WORK TO BE COMPLETED:
Return only those lines of the records below in which "surface" appears.

DATA PROVIDED:
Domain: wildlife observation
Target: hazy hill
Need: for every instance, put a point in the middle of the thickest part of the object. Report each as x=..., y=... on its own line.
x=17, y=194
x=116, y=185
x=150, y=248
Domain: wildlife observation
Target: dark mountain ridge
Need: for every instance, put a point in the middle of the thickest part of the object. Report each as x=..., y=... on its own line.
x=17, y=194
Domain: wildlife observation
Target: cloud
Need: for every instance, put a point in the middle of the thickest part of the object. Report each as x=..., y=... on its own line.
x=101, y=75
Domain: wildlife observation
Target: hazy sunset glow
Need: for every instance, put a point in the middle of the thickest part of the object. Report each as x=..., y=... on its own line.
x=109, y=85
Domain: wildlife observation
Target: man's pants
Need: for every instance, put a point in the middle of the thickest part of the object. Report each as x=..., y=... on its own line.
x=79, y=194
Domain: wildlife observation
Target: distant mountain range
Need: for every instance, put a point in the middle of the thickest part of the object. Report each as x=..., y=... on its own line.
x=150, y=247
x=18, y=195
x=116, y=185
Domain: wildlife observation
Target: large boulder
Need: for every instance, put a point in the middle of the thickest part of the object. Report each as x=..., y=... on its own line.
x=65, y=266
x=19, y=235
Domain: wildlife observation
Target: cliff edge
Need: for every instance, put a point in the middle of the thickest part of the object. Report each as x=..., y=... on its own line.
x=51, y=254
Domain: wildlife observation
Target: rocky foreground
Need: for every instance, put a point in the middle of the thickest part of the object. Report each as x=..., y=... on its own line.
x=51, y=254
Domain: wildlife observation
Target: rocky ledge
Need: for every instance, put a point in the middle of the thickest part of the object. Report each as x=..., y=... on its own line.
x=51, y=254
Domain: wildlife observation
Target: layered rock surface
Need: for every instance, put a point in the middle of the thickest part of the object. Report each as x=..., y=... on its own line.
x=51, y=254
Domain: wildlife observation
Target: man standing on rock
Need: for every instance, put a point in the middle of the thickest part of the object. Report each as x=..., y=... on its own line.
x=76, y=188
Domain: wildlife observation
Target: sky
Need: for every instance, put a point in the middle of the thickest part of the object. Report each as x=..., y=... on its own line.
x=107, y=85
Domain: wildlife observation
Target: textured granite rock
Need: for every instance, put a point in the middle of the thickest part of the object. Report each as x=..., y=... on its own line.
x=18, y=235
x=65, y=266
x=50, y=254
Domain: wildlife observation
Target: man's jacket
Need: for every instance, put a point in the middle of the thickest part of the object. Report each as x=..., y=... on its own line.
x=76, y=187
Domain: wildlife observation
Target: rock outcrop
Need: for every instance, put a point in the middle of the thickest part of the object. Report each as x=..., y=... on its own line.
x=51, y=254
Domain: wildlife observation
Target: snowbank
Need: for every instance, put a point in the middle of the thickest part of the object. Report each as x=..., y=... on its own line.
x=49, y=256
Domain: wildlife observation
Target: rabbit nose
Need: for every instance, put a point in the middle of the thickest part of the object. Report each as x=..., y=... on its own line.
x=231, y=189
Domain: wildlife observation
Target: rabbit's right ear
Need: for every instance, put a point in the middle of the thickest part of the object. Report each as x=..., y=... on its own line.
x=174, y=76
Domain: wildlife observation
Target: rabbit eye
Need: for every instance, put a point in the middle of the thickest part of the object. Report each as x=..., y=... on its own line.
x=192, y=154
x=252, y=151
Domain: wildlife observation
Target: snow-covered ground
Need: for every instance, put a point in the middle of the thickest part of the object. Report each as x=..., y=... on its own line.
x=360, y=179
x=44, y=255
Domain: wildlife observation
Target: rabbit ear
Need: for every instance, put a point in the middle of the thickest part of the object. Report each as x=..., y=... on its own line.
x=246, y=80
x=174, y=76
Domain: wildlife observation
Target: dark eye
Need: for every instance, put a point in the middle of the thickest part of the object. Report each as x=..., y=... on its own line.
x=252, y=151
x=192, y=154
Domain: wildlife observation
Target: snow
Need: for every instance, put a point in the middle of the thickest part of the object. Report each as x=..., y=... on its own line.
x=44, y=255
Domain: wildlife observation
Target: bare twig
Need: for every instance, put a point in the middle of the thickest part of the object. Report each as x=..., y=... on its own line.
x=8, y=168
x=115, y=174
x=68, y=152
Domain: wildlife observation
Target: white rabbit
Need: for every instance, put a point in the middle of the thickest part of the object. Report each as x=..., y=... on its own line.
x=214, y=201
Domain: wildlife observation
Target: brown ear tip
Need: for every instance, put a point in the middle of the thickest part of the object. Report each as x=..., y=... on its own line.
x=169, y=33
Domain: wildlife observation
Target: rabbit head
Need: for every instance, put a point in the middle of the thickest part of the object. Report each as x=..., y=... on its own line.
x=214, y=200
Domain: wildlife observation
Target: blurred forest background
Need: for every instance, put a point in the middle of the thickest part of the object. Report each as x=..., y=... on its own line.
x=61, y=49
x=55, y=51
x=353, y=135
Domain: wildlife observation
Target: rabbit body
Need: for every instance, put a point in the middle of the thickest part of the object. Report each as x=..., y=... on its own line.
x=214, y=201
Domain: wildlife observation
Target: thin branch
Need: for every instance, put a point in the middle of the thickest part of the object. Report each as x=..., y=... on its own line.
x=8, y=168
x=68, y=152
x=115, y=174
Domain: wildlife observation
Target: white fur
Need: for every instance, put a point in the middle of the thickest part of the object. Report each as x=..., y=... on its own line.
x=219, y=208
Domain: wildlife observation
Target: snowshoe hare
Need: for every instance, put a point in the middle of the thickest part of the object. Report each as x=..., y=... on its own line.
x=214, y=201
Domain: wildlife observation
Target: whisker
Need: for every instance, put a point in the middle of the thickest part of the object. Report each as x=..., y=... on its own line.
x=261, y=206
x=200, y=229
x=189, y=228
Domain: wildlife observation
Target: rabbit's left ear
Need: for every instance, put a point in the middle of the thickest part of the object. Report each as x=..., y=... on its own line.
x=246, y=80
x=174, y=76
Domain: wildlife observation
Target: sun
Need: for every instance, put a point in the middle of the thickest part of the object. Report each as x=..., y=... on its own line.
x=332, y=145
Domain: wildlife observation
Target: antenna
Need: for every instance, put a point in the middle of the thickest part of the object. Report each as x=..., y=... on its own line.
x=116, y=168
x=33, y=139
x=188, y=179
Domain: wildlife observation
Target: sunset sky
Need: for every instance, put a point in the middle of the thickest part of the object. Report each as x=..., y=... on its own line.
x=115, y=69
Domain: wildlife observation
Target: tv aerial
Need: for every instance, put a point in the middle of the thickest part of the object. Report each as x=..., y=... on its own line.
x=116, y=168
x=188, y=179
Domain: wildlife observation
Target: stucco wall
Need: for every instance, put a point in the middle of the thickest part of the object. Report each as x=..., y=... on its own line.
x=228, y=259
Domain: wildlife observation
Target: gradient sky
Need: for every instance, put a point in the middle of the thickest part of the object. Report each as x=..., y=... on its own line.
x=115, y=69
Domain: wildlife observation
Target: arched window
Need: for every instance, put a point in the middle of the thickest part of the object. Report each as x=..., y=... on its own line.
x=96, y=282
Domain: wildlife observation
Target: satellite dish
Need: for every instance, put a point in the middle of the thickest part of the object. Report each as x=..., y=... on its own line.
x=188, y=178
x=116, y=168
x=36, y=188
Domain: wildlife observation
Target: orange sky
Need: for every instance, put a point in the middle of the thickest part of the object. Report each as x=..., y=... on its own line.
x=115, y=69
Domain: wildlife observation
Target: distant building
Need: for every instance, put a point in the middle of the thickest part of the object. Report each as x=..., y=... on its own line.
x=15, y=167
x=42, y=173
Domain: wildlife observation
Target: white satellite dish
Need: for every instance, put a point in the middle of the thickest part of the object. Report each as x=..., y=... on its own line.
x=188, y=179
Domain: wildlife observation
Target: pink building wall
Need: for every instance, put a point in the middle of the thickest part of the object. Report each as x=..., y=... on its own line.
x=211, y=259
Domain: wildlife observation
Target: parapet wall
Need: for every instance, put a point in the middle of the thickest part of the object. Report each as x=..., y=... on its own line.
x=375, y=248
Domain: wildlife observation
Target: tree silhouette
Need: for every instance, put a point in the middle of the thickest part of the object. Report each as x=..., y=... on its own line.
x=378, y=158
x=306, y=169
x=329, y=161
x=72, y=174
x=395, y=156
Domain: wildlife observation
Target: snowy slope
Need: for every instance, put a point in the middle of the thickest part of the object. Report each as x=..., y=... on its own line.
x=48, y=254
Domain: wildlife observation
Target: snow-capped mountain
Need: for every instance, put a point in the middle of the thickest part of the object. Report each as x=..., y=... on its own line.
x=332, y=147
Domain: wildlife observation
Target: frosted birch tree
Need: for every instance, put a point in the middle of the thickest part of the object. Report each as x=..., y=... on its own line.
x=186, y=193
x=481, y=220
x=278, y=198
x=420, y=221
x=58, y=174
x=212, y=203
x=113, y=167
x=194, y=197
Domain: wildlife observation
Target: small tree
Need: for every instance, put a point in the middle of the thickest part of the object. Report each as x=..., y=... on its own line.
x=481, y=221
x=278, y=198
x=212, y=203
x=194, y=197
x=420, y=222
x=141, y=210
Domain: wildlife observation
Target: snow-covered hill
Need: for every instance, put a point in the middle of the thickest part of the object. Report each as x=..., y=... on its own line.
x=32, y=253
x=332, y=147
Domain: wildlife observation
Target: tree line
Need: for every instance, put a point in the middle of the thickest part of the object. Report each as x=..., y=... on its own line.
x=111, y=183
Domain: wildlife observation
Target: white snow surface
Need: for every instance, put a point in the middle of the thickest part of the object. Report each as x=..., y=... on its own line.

EXERCISE RESULT:
Target: layered rock surface
Target: white snow surface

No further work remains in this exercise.